__Quoted passage__.
◇ ◇ ◇ ◇ ◇

← Back to context

Comment by tzs

7 hours ago

OT: what's the state of the art in non-GM level computer chess?

Say I want to play chess with an opponent that is at about the same skill level as me, or perhaps I want to play with an opponent about 100 rating points above me for training.

Most engines let you dumb them down by cutting search depth, but that usually doesn't work well. Sure, you end up beating them about half the time if you cut the search down enough but it generally feels like they were still outplaying you for much of the game and you won because they made one or two blunders.

What I want is a computer opponent that plays at a level of my choosing but plays a game that feels like that of a typical human player of that level.

Are there such engines?

Maia does this reasonably well! You can play against it on Lichess. I have gotten a few "feels like a human" moments when playing against it - for example, getting it to fall into a trap that could trick a human but would easily be seen by a traditional search algorithm. It's not adjustable but there are a few different versions with different ratings (although it's not a very wide range).

https://www.maiachess.com/

https://lichess.org/@/maia1

  • Piggy-backing off this - does anyone know of a quick way to evaluate the maia weights from python or js for a single board state? I'm trying to hack something together with my own search func intended for human play and I can't quite figure it out from the cpp in Lc0.

◇ ◇ ◇ ◇ ◇

__Extracted entries__.
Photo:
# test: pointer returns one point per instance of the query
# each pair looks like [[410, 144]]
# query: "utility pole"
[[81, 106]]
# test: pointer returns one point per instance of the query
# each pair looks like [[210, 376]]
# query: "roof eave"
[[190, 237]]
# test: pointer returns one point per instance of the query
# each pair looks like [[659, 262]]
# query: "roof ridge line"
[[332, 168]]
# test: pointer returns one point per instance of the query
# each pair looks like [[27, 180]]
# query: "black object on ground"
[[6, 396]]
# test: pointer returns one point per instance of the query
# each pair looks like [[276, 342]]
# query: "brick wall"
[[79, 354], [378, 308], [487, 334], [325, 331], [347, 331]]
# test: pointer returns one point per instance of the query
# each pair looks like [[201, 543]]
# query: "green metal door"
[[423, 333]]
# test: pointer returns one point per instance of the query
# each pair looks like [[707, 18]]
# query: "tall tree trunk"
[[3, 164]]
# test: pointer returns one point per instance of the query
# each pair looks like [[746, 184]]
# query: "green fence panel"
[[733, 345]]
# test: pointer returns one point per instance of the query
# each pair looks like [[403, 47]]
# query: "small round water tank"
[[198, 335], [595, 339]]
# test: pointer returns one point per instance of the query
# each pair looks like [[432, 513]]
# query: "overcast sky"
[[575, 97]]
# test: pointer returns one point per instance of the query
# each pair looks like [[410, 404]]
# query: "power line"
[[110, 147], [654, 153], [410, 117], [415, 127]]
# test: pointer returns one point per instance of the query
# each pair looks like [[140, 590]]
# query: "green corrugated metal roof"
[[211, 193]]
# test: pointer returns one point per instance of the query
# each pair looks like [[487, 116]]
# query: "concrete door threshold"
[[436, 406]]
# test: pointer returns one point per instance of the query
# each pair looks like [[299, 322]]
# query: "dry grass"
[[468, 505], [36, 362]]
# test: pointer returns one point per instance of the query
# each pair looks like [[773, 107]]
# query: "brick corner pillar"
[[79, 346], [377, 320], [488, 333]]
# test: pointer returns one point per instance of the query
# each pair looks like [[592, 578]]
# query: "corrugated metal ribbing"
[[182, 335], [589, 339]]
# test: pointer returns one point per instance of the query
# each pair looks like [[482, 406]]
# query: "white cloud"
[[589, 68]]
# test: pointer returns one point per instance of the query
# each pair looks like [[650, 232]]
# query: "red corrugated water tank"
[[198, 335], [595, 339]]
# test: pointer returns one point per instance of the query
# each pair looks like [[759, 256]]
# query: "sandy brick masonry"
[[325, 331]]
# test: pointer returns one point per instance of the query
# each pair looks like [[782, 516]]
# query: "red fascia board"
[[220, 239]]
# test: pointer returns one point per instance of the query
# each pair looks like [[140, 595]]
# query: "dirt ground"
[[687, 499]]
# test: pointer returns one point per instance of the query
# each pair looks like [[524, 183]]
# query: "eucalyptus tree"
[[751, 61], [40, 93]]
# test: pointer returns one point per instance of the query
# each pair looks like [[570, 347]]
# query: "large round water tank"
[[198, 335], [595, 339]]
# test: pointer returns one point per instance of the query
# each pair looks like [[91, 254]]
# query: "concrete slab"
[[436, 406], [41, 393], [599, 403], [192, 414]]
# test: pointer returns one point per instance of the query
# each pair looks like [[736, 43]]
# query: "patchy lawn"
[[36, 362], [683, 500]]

◇ ◇ ◇ ◇ ◇

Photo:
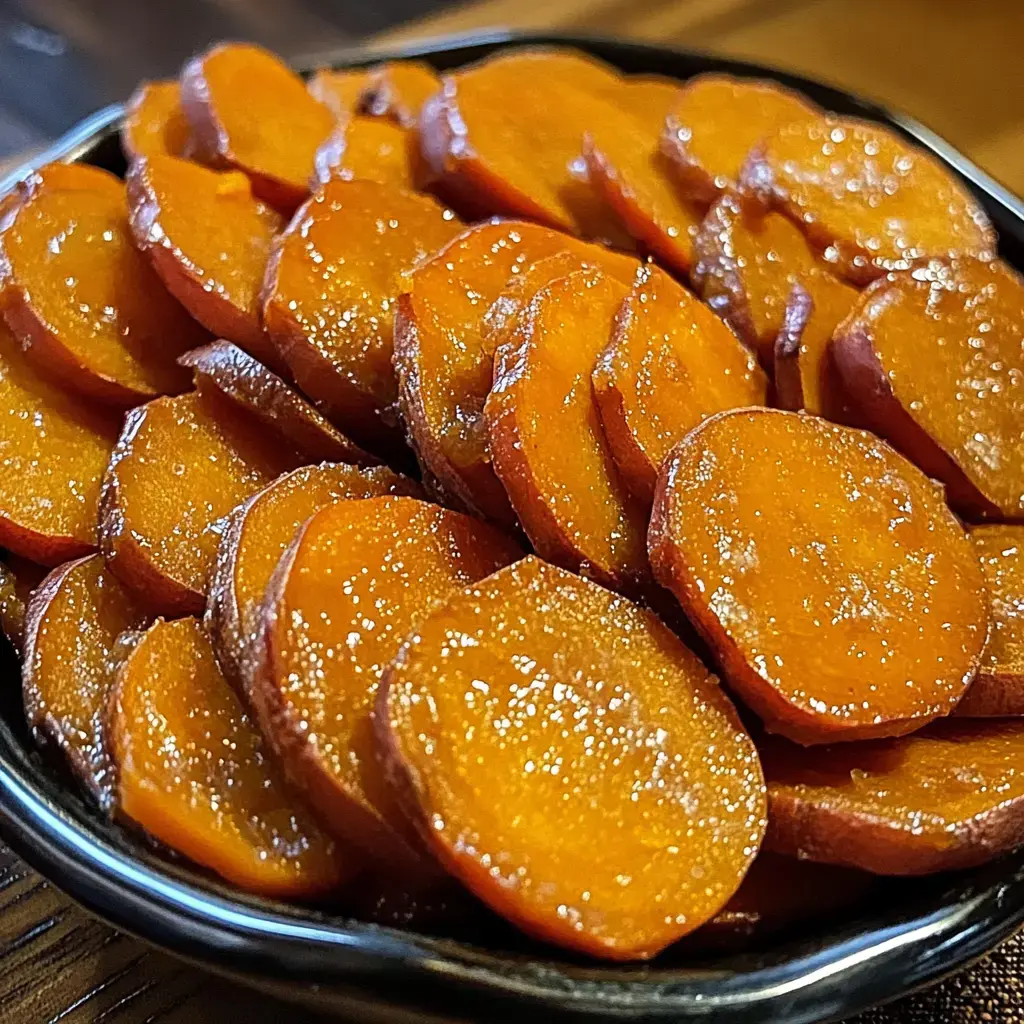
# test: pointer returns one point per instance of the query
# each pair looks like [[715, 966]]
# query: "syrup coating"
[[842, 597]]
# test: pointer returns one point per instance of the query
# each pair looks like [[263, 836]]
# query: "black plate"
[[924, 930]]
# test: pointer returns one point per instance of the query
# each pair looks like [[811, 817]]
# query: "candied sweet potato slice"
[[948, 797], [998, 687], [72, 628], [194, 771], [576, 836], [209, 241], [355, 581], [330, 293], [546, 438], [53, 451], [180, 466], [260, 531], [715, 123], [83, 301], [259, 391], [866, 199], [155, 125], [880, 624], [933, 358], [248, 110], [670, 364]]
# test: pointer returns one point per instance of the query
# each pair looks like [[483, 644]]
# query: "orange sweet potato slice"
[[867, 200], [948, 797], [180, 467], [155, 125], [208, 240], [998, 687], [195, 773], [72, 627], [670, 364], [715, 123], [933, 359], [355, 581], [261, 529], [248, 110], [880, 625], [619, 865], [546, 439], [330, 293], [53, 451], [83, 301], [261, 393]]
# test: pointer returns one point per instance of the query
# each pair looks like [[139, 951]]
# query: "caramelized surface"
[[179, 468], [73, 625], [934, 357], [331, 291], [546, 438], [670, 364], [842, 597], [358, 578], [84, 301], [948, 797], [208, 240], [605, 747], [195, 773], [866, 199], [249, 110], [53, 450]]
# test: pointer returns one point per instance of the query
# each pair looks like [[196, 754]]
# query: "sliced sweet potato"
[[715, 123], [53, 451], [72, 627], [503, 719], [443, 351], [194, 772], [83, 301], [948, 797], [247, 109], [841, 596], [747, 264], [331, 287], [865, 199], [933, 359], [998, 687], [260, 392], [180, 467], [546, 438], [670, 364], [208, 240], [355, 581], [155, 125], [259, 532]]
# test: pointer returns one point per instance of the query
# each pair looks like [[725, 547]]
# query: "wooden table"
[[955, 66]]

◇ ◇ ◇ ◇ ◇

__List of tasks__.
#1 Reproduce everything in the chess engine thread from "What I want" down to "very wide range).".
#2 In the chess engine thread, on which website can you play against Maia?
#3 Carry the chess engine thread forward past its last line.
You won't need the data to complete any of this.

__List of answers__.
#1
What I want is a computer opponent that plays at a level of my choosing but plays a game that feels like that of a typical human player of that level.

Are there such engines?

Maia does this reasonably well! You can play against it on Lichess. I have gotten a few "feels like a human" moments when playing against it - for example, getting it to fall into a trap that could trick a human but would easily be seen by a traditional search algorithm. It's not adjustable but there are a few different versions with different ratings (although it's not a very wide range).

#2 Lichess

#3
I built something like this. It works as long as you're not too high-rated: chessmate.ai. Once players get higher rated it is more difficult to predict their moves because you need to model their search process, not just their intuitive move choice. It's also possible to train on one player's games only so that it is more personalized.

It uses a similar approach to Maia but with a different neural network, so it had a bit better move matching performance. And on top of that it has an expectation maximization algorithm so that the bot will try to exploit your mistakes.

  • Really nice work! The tabs other than "play" don't seem to be working, but I was able to try some novelty openings and it certainly felt like it was responding with human moves. It would be great to have the ability to go back/forth moves to try out different variations.

    I'm curious how you combined Stockfish with your own model - but no worries if you're keeping the secret sauce a secret. All the best to you in building out this app!

A long time ago I had the Fritz engine from chessbase. It had a sparring feature where if you maintained good play it would give up a tactical puzzle in the middle of the game. It could either warn you or not. If you didn't play solidly enough, you would just lose.

As far as I can tell, they got rid of this feature. It was the only computer opponent that felt real. Like it made a human mistake when put under pressure, rather than just playing like a computer and randomly deciding to play stupid.

What’s your rating, have you tried gpt4o?

It’s supposedly good up to about 1300, but aside from that the ability to prompt can make the style of play somewhat tunable for ex aggressive, defensive, etc.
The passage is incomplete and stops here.